→ **Vorgegebener Text**
%%

VERSICHERUNGSVEREIN VS. AKTIENGESELLSCHAFT

DIE UNTERSCHIEDE

Hätten Sie gedacht, das auch die Verhaltensweise eines Sachbearbeiters, eines Außendienstmitarbeiters oder auch des Ansprechpartners in der Leistungsabteilung auf den Unterschied zwischen Versicherungsverein und Aktiengesellschaft Rückschlüsse zulässt?

Vielleicht ist Ihnen bereits aufgefallen, dass die Art und Weise wie Versicherungsleute einem Kunden gegenüber auftreten seit einigen Jahren immer mehr ins Absurde abgleitet. Der Umgangston wird rauher und die Unfreundlichkeit nimmt immer mehr zu.

Trotzdem lassen sich an dieser abwehrenden und zum Teil sogar eher feindseligen Haltung Unterschiede erkennen. Manchmal nur Nuancen, aber hin und wieder durchaus deutliche Unterschiede.

Wo genau liegen sie und wie kommt es dazu?

Um die Verhaltensweise von Versicherungsleuten zu verstehen, und dazu gehören alle, die sich mit Versicherungen befassen

- sei es im Innendienst oder im Außendienst, sei es auf der Ebene des Sachbearbeiters oder in leitender Position bis hin zum Vorstand -

muss man etwas mehr über die Sichtweise und die Stellung des Kunden an sich wissen.

%%

→ **Aufgabe**
Führen Sie bitte den Text über Versicherungsverein und Aktiengesellschaft im Anschluss an seinen letzten Satz weiter. Die Zeilen haben mit dem Text über Versicherungsverein und Aktiengesellschaft nichts zu tun.

→ **Daten**
%%

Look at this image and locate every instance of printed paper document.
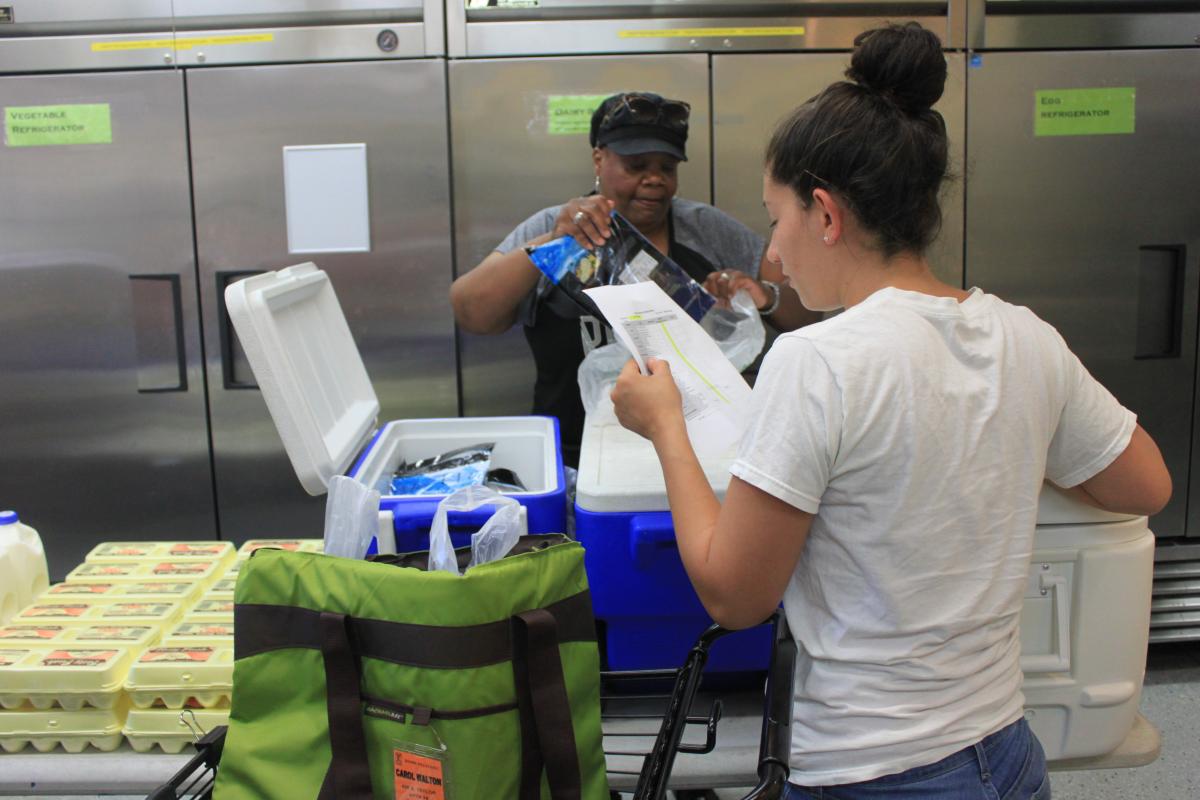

%%

→ **Ergebnis**
KÖNIG KUNDE

Der Kunde ist nicht der König... schon lange nicht mehr. Der Kunde ist derjenige, von dem man sich als Versicherung ernährt. Die Versicherungswirtschaft will vom Kunden nur das eine - sein Geld und am liebsten wäre es ihr, wenn man den Menschen, der letztlich hinter dem Kunden steht dabei ausklammern könnte, denn er stört.

Warum? Weil er Bedürfnisse, Ängste, Zweifel, Fragen und auch Meinungen hat. Bedürfnisse wollen befriedigt werden, Ängste gestillt, Zweifel zerstreut, Fragen beantwortet und Meinung bestätigt. Das stört aber. Als Kunde wird man hofiert, solange man noch gar nicht zum Kundenkreis gehört. Sobald der Vertrag geschlossen wurde und das Ziel erreicht ist, wird man als Kunde zum Störfaktor.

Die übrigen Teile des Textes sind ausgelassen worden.